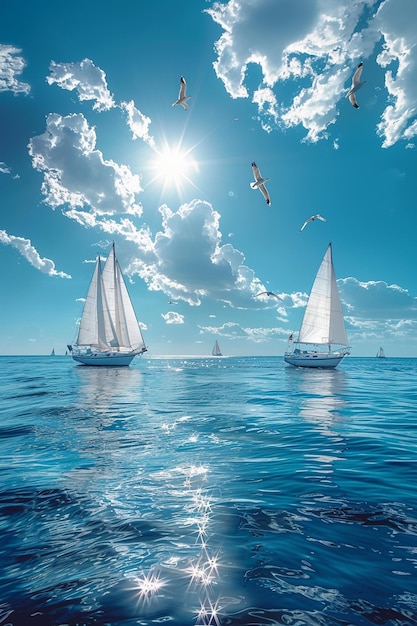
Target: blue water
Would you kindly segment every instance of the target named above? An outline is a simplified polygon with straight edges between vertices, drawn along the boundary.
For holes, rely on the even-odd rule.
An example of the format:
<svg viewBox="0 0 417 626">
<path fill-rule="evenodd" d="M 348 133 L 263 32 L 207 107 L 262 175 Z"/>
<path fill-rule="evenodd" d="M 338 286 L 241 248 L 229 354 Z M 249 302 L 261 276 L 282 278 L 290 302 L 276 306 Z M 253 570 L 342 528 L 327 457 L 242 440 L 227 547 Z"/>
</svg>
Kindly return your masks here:
<svg viewBox="0 0 417 626">
<path fill-rule="evenodd" d="M 0 625 L 417 624 L 417 359 L 0 358 Z"/>
</svg>

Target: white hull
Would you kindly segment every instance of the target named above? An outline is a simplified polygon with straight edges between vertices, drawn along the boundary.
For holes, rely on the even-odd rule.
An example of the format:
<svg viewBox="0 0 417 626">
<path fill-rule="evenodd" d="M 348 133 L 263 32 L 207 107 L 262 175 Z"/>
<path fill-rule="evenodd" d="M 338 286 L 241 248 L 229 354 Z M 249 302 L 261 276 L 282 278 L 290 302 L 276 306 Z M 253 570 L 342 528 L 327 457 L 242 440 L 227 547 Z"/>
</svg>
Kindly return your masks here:
<svg viewBox="0 0 417 626">
<path fill-rule="evenodd" d="M 95 365 L 106 367 L 125 367 L 131 364 L 140 352 L 93 352 L 92 354 L 72 354 L 72 358 L 81 365 Z"/>
<path fill-rule="evenodd" d="M 304 352 L 300 354 L 287 353 L 284 361 L 294 367 L 337 367 L 345 354 L 326 354 L 320 352 Z"/>
</svg>

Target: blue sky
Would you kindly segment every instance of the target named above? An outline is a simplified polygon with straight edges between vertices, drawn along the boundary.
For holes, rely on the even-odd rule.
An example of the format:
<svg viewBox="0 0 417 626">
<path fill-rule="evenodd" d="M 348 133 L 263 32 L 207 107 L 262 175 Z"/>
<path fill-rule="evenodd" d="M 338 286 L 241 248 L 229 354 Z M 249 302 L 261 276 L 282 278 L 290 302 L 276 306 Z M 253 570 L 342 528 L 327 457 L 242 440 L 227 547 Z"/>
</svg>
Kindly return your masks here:
<svg viewBox="0 0 417 626">
<path fill-rule="evenodd" d="M 0 354 L 62 354 L 115 241 L 150 355 L 281 355 L 331 241 L 352 355 L 417 356 L 416 44 L 415 0 L 8 3 Z"/>
</svg>

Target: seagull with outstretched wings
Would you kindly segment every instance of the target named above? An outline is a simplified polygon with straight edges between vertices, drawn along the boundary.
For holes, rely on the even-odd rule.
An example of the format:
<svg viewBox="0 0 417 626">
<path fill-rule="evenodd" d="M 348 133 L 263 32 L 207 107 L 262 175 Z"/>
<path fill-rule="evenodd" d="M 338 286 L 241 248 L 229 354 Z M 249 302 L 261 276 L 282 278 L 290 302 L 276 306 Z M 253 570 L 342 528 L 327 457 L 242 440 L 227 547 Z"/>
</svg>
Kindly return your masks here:
<svg viewBox="0 0 417 626">
<path fill-rule="evenodd" d="M 351 88 L 346 94 L 346 98 L 349 98 L 350 104 L 353 107 L 355 107 L 355 109 L 359 109 L 359 104 L 357 103 L 355 94 L 358 91 L 358 89 L 360 89 L 366 83 L 366 80 L 361 81 L 362 70 L 363 70 L 363 63 L 361 61 L 358 67 L 356 68 L 356 72 L 353 75 Z"/>
<path fill-rule="evenodd" d="M 182 107 L 184 107 L 184 109 L 188 109 L 189 106 L 187 104 L 187 100 L 189 100 L 191 98 L 191 96 L 187 96 L 186 95 L 186 90 L 187 90 L 187 83 L 185 81 L 184 76 L 181 76 L 180 78 L 180 91 L 178 94 L 178 100 L 175 100 L 175 102 L 172 103 L 172 106 L 175 107 L 177 106 L 177 104 L 180 104 Z"/>
<path fill-rule="evenodd" d="M 311 217 L 308 218 L 308 220 L 304 222 L 304 224 L 300 228 L 300 232 L 304 230 L 307 224 L 310 224 L 310 222 L 314 222 L 315 220 L 321 220 L 322 222 L 327 222 L 325 217 L 322 217 L 321 215 L 319 215 L 319 213 L 317 213 L 317 215 L 312 215 Z"/>
<path fill-rule="evenodd" d="M 278 300 L 281 300 L 281 298 L 277 296 L 277 294 L 273 291 L 261 291 L 260 293 L 256 294 L 255 298 L 257 298 L 258 296 L 272 296 L 273 298 L 278 298 Z"/>
<path fill-rule="evenodd" d="M 269 178 L 262 178 L 261 172 L 259 171 L 259 167 L 256 165 L 255 161 L 252 161 L 252 171 L 253 171 L 253 176 L 255 178 L 255 182 L 251 183 L 250 186 L 252 187 L 252 189 L 259 189 L 259 191 L 265 198 L 266 203 L 270 205 L 271 198 L 269 197 L 268 190 L 265 187 L 265 183 L 267 180 L 269 180 Z"/>
</svg>

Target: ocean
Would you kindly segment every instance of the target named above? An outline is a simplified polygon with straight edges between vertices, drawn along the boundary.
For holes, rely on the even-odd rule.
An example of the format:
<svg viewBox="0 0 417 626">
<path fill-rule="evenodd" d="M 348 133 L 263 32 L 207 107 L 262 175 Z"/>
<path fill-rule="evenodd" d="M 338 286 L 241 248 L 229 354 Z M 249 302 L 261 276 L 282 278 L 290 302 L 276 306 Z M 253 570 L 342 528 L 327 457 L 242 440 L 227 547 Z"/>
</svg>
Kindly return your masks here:
<svg viewBox="0 0 417 626">
<path fill-rule="evenodd" d="M 0 357 L 1 626 L 417 625 L 417 359 Z"/>
</svg>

*****

→ Assigned task:
Give back each entry exactly as it appears, with no pictures.

→ Completed exercise:
Target: blue water
Would you kindly segment every instance of the target named above? An outline is a simplified polygon with straight edges between vertices, drawn along the boundary.
For holes, rely on the even-odd rule.
An example of the format:
<svg viewBox="0 0 417 626">
<path fill-rule="evenodd" d="M 348 133 L 263 32 L 207 107 L 262 175 Z"/>
<path fill-rule="evenodd" d="M 338 286 L 241 248 L 229 354 Z M 249 302 L 261 276 L 282 278 L 290 302 L 276 306 Z M 253 570 L 342 528 L 327 457 L 242 440 L 227 547 Z"/>
</svg>
Kindly return your masks here:
<svg viewBox="0 0 417 626">
<path fill-rule="evenodd" d="M 0 625 L 417 624 L 417 359 L 0 358 Z"/>
</svg>

Target: white hull
Would you kindly segment every instance of the target named above? An outline is a simplified polygon with straight edges between vertices, drawn along the boundary.
For holes, rely on the even-odd rule.
An example of the format:
<svg viewBox="0 0 417 626">
<path fill-rule="evenodd" d="M 348 133 L 263 32 L 207 107 L 262 175 Z"/>
<path fill-rule="evenodd" d="M 338 286 L 241 248 L 229 354 Z M 249 302 L 261 276 L 282 278 L 290 302 L 276 306 Z M 253 570 L 342 528 L 327 457 L 242 440 L 227 547 Z"/>
</svg>
Kindly return your masks here:
<svg viewBox="0 0 417 626">
<path fill-rule="evenodd" d="M 95 365 L 106 367 L 125 367 L 131 364 L 140 352 L 93 352 L 92 354 L 72 354 L 72 358 L 81 365 Z"/>
<path fill-rule="evenodd" d="M 304 352 L 300 354 L 287 353 L 284 361 L 294 367 L 337 367 L 345 354 L 326 354 L 320 352 Z"/>
</svg>

Target: blue sky
Would you kindly segment every instance of the target named above? An outline is a simplified polygon with straight edges between vertices, drawn along the boundary.
For holes, rely on the even-odd rule.
An example of the format:
<svg viewBox="0 0 417 626">
<path fill-rule="evenodd" d="M 348 133 L 263 32 L 207 107 L 262 175 Z"/>
<path fill-rule="evenodd" d="M 338 286 L 241 248 L 229 354 Z M 249 302 L 261 276 L 282 278 L 290 302 L 276 306 Z M 253 570 L 342 528 L 327 457 L 242 440 L 227 547 Z"/>
</svg>
Kindly return your masks here:
<svg viewBox="0 0 417 626">
<path fill-rule="evenodd" d="M 0 354 L 62 354 L 115 241 L 150 355 L 281 355 L 331 241 L 352 355 L 417 356 L 416 44 L 415 0 L 8 3 Z"/>
</svg>

Target: seagull with outstretched wings
Would you kindly segment every instance of the target named above? An outline is a simplified polygon with straight edges between vertices, drawn along the boundary.
For holes, rely on the even-odd rule.
An example of the format:
<svg viewBox="0 0 417 626">
<path fill-rule="evenodd" d="M 348 133 L 263 32 L 207 107 L 262 175 Z"/>
<path fill-rule="evenodd" d="M 338 286 L 241 248 L 229 354 Z M 249 302 L 261 276 L 282 278 L 290 302 L 276 306 Z M 253 570 L 342 528 L 327 457 L 242 440 L 227 547 Z"/>
</svg>
Kindly return your masks here:
<svg viewBox="0 0 417 626">
<path fill-rule="evenodd" d="M 351 88 L 346 94 L 346 98 L 349 98 L 350 104 L 353 107 L 355 107 L 355 109 L 359 109 L 359 104 L 357 103 L 355 94 L 358 91 L 358 89 L 360 89 L 366 83 L 366 80 L 361 81 L 362 70 L 363 70 L 363 63 L 361 61 L 358 67 L 356 68 L 356 72 L 353 75 Z"/>
<path fill-rule="evenodd" d="M 182 107 L 184 107 L 184 109 L 188 109 L 189 106 L 187 104 L 187 100 L 189 100 L 191 98 L 191 96 L 187 96 L 186 95 L 186 90 L 187 90 L 187 83 L 185 81 L 184 76 L 181 76 L 180 78 L 180 91 L 178 94 L 178 100 L 175 100 L 175 102 L 172 103 L 172 106 L 175 107 L 177 106 L 177 104 L 180 104 Z"/>
<path fill-rule="evenodd" d="M 311 217 L 308 218 L 308 220 L 304 222 L 304 224 L 300 228 L 300 232 L 304 230 L 307 224 L 310 224 L 310 222 L 314 222 L 315 220 L 321 220 L 322 222 L 327 222 L 325 217 L 322 217 L 321 215 L 319 215 L 319 213 L 317 213 L 317 215 L 312 215 Z"/>
<path fill-rule="evenodd" d="M 278 300 L 281 300 L 281 298 L 277 296 L 277 294 L 273 291 L 261 291 L 260 293 L 256 294 L 255 298 L 257 298 L 258 296 L 272 296 L 273 298 L 278 298 Z"/>
<path fill-rule="evenodd" d="M 269 178 L 262 178 L 261 172 L 259 171 L 259 167 L 256 165 L 255 161 L 252 161 L 252 171 L 253 171 L 253 176 L 255 178 L 255 182 L 251 183 L 250 186 L 252 187 L 252 189 L 259 189 L 259 191 L 265 198 L 266 203 L 270 205 L 271 198 L 269 197 L 268 190 L 265 187 L 265 183 L 267 180 L 269 180 Z"/>
</svg>

Target: ocean
Would you kindly segment every instance of the target named above? An outline is a simplified polygon with straight edges between vertices, drawn along the boundary.
For holes, rely on the even-odd rule.
An example of the format:
<svg viewBox="0 0 417 626">
<path fill-rule="evenodd" d="M 348 133 L 263 32 L 207 107 L 262 175 Z"/>
<path fill-rule="evenodd" d="M 338 286 L 241 248 L 229 354 Z M 249 302 L 261 276 L 282 278 L 290 302 L 276 306 Z M 253 570 L 342 528 L 327 457 L 242 440 L 227 547 Z"/>
</svg>
Kindly return your masks here:
<svg viewBox="0 0 417 626">
<path fill-rule="evenodd" d="M 0 357 L 1 626 L 417 625 L 417 359 Z"/>
</svg>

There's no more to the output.